Thursday, 6 October 2011

Movie Review: Splendor In The Grass (1961)


A strikingly frank exploration of sexual repression, Splendor In The Grass launched the career of Warren Beatty, revitalized the fortunes of Natalie Wood, and ushered in a new decade of dramatically increased sexual openness in both the movies and society.

The film is set in Kansas of the late 1920s, just ahead of the stock market crash and the Great Depression. High school sweethearts Deanie Loomis (Wood) and Bud Stamper (Beatty) are planning their futures, and barely able to restrain themselves from having sex. Bud is more than willing, but Deanie wants to wait: she comes from a relatively modest family, and although her parents are thrilled that she is dating the high profile Bud, Deanie's frigid mother (Audrey Christie) is adamant that good girls do not indulge in sex or enjoy it.

The Stampers are wealthy oil tycoons, and Ace Stamper (Pat Hingle), the patron of the family, encourages Bud to seek sexual relations with other girls until he marries Deanie. Ace also has Bud's future all laid out for him, including sending him to Yale for an education that Bud does not care for.

Unable to have sex with the unwilling Deanie, Bud does indeed seek comfort elsewhere. Both will discover that life can take tragically unexpected turns, inconsistent with well-intentioned expectations.

TASKS FOR THIS EXERCISE:
(1) Using the review, answer each question:
(a) In what place and period is the film set?
(b) Which actor plays Deanie's mother?
(c) Where does Ace Stamper plan to send Bud for his education?
(2) Decide whether each statement agrees with the review. Answer yes or no, and quote the words that decide it.
(a) The Stamper family made its fortune in oil.
(b) Deanie comes from a wealthy family.
(c) Bud is eager for the education his father has planned for him.

LISTED ENTRIES:
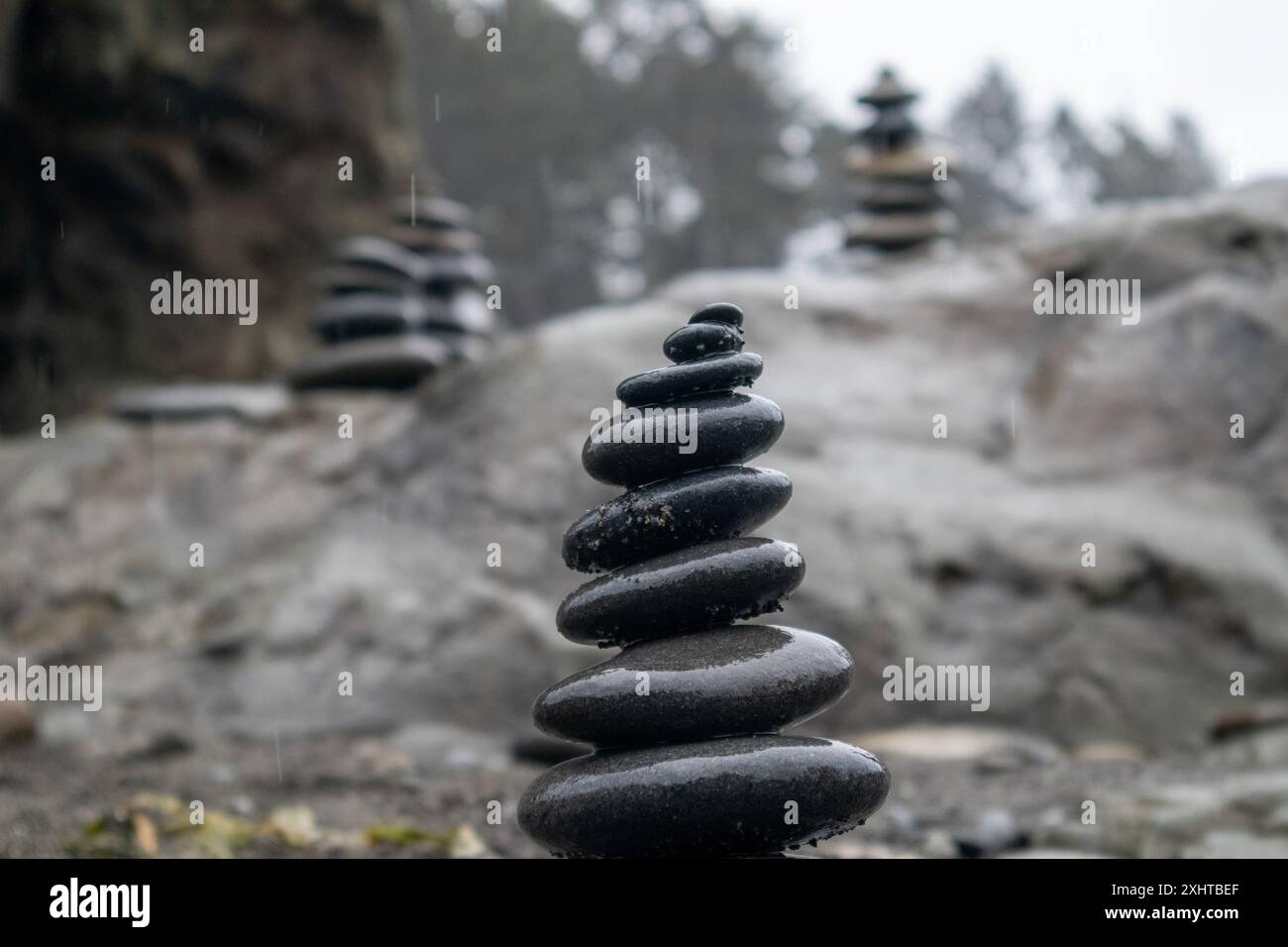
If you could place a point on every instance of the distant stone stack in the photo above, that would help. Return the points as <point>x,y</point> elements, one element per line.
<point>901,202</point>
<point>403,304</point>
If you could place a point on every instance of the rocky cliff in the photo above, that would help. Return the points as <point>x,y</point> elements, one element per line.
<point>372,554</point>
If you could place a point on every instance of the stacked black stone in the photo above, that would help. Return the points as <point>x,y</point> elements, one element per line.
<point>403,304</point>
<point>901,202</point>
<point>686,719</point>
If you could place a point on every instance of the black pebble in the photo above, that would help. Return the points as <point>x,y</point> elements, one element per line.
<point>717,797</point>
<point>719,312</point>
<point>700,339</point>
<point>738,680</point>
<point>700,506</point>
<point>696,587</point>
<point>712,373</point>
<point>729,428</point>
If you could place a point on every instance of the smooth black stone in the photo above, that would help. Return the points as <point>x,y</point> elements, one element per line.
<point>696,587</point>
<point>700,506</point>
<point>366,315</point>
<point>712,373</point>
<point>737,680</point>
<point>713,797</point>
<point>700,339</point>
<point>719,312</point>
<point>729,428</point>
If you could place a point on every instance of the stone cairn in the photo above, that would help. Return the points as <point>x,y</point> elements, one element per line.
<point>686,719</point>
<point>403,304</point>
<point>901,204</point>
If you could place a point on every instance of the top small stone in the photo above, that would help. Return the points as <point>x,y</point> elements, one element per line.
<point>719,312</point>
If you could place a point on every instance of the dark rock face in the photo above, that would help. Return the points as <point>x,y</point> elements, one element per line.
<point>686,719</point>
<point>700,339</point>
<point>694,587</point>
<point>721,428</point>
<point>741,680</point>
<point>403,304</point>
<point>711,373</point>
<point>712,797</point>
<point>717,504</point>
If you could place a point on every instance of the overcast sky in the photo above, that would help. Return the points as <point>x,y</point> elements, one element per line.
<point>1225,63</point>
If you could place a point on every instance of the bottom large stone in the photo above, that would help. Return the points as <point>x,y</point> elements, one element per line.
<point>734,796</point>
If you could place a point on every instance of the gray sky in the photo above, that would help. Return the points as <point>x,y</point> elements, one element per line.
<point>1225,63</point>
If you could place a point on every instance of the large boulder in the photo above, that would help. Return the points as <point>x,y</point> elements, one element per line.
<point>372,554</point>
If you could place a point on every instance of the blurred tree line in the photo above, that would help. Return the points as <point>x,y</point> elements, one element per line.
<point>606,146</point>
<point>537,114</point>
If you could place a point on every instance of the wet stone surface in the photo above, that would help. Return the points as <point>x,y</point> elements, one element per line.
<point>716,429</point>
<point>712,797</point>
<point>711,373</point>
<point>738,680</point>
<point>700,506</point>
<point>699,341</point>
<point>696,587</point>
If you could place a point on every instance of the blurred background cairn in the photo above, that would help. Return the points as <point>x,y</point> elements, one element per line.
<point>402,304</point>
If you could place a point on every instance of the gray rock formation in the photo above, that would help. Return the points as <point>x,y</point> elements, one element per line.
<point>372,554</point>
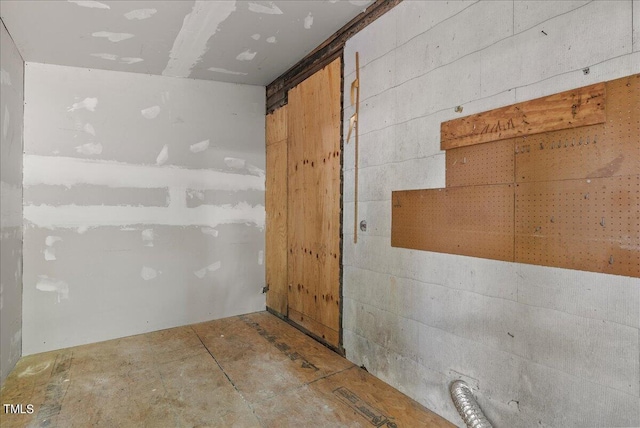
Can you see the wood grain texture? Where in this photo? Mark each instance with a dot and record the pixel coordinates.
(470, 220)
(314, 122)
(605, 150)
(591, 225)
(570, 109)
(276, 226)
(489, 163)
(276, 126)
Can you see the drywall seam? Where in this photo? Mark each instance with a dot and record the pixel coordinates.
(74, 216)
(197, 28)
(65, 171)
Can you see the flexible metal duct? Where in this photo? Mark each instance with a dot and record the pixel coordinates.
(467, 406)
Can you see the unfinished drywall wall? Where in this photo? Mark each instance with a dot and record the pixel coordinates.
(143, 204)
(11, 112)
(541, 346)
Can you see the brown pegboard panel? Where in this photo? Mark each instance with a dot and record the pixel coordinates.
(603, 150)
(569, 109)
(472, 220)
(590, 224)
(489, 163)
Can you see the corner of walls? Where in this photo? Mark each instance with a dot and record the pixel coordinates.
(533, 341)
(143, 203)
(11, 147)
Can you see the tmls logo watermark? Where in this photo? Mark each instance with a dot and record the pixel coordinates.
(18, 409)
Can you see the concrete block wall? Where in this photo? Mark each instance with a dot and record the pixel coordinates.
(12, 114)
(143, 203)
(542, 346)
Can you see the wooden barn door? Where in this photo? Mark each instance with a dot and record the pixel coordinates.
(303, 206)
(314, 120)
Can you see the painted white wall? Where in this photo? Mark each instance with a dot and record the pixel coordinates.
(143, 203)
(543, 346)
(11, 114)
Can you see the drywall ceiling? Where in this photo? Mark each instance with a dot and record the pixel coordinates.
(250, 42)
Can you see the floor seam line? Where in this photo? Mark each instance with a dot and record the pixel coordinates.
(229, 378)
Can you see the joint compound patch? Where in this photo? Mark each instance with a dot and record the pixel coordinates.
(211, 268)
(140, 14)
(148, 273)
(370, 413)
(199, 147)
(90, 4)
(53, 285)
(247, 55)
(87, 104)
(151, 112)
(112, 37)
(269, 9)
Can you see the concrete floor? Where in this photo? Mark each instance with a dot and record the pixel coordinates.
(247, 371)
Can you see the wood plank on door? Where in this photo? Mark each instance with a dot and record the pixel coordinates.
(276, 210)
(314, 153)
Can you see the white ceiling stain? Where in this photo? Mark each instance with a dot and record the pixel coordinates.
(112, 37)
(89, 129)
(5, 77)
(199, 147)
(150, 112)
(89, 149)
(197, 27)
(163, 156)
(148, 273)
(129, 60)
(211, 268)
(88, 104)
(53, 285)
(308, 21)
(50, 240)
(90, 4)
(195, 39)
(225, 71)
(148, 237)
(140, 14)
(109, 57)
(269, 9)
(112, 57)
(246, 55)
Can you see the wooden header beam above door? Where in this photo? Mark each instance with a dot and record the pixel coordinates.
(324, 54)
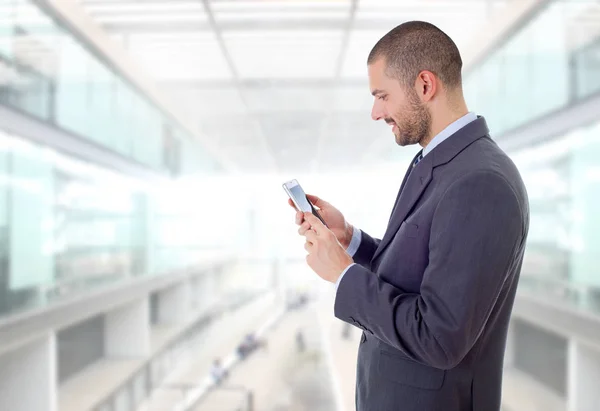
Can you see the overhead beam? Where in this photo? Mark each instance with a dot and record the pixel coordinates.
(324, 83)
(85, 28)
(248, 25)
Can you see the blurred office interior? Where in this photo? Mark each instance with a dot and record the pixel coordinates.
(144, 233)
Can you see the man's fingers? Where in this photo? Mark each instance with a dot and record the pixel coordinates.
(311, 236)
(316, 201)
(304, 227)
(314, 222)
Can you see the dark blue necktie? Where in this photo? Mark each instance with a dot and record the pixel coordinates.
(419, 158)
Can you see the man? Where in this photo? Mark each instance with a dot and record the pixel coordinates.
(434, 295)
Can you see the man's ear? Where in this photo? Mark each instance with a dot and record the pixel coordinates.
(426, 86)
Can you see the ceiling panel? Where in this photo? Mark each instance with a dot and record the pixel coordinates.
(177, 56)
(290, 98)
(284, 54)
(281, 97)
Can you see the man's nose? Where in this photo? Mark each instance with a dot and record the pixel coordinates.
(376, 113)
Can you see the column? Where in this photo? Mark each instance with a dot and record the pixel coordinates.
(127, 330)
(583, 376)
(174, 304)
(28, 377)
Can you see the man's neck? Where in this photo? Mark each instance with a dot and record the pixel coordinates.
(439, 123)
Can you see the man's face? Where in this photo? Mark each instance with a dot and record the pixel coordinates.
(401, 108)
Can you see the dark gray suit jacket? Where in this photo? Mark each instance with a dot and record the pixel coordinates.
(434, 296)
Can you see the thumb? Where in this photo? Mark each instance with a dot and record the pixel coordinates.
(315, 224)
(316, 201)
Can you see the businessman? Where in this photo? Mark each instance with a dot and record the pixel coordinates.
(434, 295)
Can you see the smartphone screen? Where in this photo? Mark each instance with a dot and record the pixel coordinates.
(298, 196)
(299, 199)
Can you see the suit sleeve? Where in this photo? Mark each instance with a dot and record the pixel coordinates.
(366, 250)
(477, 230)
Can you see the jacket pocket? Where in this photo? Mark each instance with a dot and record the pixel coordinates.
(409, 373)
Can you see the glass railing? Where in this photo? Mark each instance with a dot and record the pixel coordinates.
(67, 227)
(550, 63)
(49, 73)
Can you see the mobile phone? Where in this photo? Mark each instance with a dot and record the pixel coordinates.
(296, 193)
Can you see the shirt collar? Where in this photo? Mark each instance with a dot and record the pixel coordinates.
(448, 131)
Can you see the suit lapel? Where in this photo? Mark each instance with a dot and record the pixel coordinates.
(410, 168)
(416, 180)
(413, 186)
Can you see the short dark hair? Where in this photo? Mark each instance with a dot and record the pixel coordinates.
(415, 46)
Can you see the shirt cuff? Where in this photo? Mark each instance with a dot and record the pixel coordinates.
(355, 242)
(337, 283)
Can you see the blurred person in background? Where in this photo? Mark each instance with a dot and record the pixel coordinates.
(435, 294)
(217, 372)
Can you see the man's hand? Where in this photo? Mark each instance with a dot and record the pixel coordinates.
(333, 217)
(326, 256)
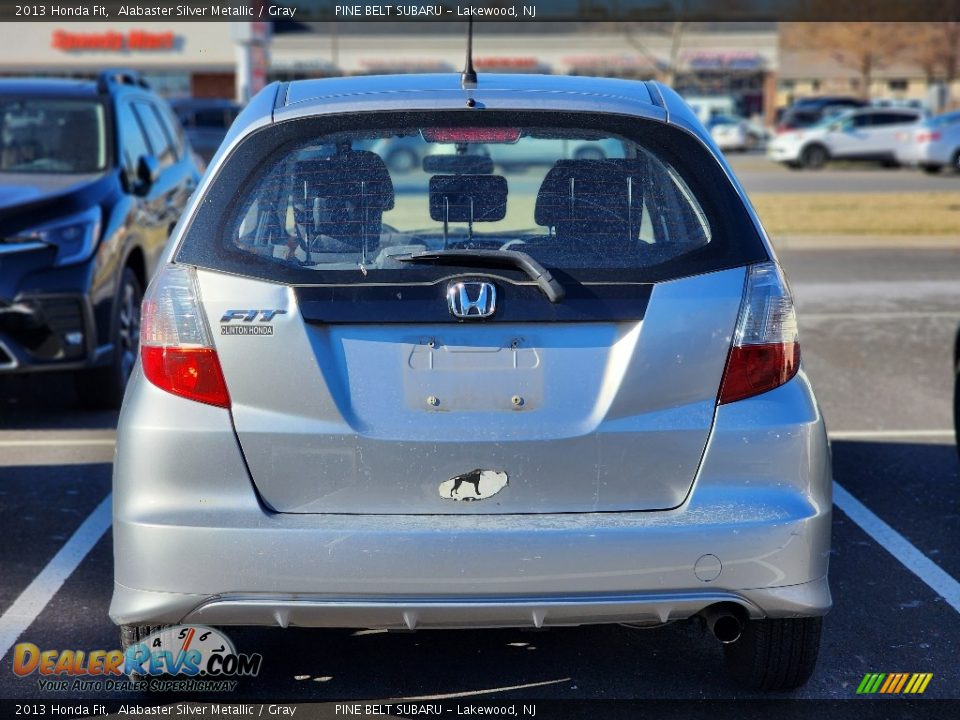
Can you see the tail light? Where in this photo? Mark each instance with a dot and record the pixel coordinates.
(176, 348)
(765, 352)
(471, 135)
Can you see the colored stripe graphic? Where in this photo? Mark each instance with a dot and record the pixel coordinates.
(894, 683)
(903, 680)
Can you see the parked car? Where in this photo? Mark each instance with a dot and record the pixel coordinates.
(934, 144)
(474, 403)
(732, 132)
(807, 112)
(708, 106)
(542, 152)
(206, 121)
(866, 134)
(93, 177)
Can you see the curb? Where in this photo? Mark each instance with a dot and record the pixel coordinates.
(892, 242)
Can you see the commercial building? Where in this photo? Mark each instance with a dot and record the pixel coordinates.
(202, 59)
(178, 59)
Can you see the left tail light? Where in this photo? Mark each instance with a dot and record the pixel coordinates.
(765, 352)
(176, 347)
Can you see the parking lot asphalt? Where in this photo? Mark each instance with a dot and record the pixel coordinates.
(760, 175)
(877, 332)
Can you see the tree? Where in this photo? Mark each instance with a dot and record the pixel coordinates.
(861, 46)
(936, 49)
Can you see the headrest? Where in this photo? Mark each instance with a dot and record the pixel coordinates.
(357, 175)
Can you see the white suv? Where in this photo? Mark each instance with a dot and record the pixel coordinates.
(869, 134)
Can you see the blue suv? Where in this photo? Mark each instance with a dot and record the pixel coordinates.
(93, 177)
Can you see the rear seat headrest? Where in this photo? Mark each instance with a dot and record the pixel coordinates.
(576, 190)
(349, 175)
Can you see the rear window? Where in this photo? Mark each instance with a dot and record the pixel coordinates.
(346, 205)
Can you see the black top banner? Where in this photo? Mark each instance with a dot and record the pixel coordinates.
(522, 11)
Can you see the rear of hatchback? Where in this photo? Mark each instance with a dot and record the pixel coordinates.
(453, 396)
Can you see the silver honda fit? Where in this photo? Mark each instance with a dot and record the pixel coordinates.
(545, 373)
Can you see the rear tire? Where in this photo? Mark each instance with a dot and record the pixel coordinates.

ANSWERS TO THE EXERCISES:
(1)
(a) Kansas in the late 1920s
(b) Audrey Christie
(c) Yale

(2)
(a) Yes: "The Stampers are wealthy oil tycoons"
(b) No: "she comes from a relatively modest family"
(c) No: "an education that Bud does not care for"